■ DATA EXCERPTS:

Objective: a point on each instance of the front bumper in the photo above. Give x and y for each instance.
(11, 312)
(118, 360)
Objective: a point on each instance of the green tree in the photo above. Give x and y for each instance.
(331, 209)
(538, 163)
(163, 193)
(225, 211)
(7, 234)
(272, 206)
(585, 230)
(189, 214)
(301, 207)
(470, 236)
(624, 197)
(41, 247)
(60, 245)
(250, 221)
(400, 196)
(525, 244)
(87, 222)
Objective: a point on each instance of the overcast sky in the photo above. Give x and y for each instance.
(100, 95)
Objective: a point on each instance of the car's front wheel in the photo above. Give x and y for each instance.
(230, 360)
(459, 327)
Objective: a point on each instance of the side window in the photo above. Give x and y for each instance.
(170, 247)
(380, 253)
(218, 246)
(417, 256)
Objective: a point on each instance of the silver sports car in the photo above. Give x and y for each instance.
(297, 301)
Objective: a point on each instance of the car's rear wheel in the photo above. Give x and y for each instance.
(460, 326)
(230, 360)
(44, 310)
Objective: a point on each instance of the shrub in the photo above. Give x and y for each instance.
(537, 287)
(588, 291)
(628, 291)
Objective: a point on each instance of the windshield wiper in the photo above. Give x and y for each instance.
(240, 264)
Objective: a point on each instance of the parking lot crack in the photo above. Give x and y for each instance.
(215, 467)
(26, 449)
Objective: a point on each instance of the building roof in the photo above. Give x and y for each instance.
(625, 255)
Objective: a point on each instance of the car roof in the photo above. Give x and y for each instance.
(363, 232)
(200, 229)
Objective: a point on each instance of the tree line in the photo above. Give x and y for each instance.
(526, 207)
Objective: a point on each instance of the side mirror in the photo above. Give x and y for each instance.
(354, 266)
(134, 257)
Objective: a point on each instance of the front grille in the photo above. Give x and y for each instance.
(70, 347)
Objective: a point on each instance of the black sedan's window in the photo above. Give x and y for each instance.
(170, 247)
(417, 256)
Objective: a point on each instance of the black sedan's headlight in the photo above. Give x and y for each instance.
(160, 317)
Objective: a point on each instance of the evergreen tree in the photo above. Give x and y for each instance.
...
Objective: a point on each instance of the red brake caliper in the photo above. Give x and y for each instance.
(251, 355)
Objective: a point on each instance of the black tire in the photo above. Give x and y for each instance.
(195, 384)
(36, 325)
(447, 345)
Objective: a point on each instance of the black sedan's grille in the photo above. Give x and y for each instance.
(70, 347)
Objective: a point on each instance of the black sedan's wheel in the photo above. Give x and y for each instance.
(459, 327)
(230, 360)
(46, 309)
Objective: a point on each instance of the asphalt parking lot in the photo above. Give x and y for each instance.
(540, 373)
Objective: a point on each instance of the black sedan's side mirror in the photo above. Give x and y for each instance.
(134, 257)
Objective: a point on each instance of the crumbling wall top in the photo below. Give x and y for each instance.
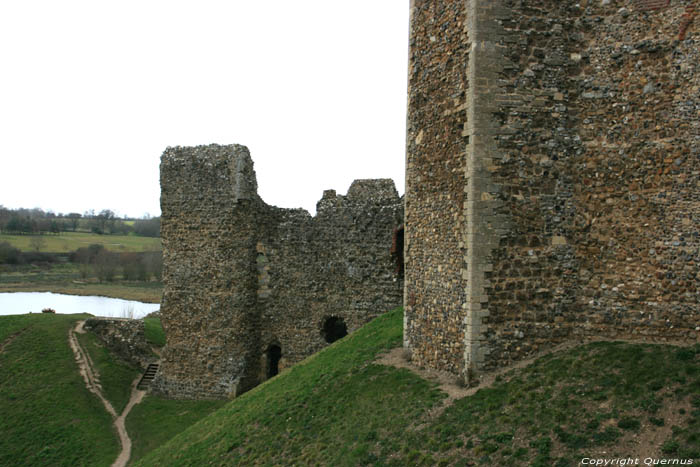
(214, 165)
---
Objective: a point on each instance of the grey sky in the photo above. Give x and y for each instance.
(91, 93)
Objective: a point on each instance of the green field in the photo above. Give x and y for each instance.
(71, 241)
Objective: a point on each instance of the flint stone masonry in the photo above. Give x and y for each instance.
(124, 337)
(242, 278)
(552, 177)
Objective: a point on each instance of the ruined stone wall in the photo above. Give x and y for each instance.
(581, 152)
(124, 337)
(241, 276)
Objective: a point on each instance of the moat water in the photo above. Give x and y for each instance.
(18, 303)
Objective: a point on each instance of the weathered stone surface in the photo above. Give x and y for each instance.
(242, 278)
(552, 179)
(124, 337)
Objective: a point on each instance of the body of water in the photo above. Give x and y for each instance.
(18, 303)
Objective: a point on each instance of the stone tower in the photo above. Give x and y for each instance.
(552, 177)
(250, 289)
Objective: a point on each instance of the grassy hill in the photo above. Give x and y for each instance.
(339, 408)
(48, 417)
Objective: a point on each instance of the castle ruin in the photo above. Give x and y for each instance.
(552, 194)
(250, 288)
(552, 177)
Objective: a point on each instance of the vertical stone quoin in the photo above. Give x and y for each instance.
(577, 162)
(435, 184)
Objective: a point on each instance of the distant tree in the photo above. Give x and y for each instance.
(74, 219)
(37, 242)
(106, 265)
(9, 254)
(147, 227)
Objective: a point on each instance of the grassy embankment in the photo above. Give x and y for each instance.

■ WRITTEN TASK: List each line of the material above that contains the word "black". Case counts.

■ COMPLETE RESPONSE:
Objective: a point on each instance of the black sedan's window in the photo above. Give x and y for each instance.
Objective: a point on each instance of the black sedan's headlight in the photo above. Give x and y for each instance.
Objective: a point on each instance of the black tire in the photo above. Give x and y for each instance.
Objective: a point on each instance of the black sedan's grille in the photo above. Give x and y for each instance.
Objective: a point on each instance of the black sedan's wheel in the photo above. Give x and y for each instance.
Objective: a point on each instance of the black sedan's side mirror in the photo above. Give x and y for each instance.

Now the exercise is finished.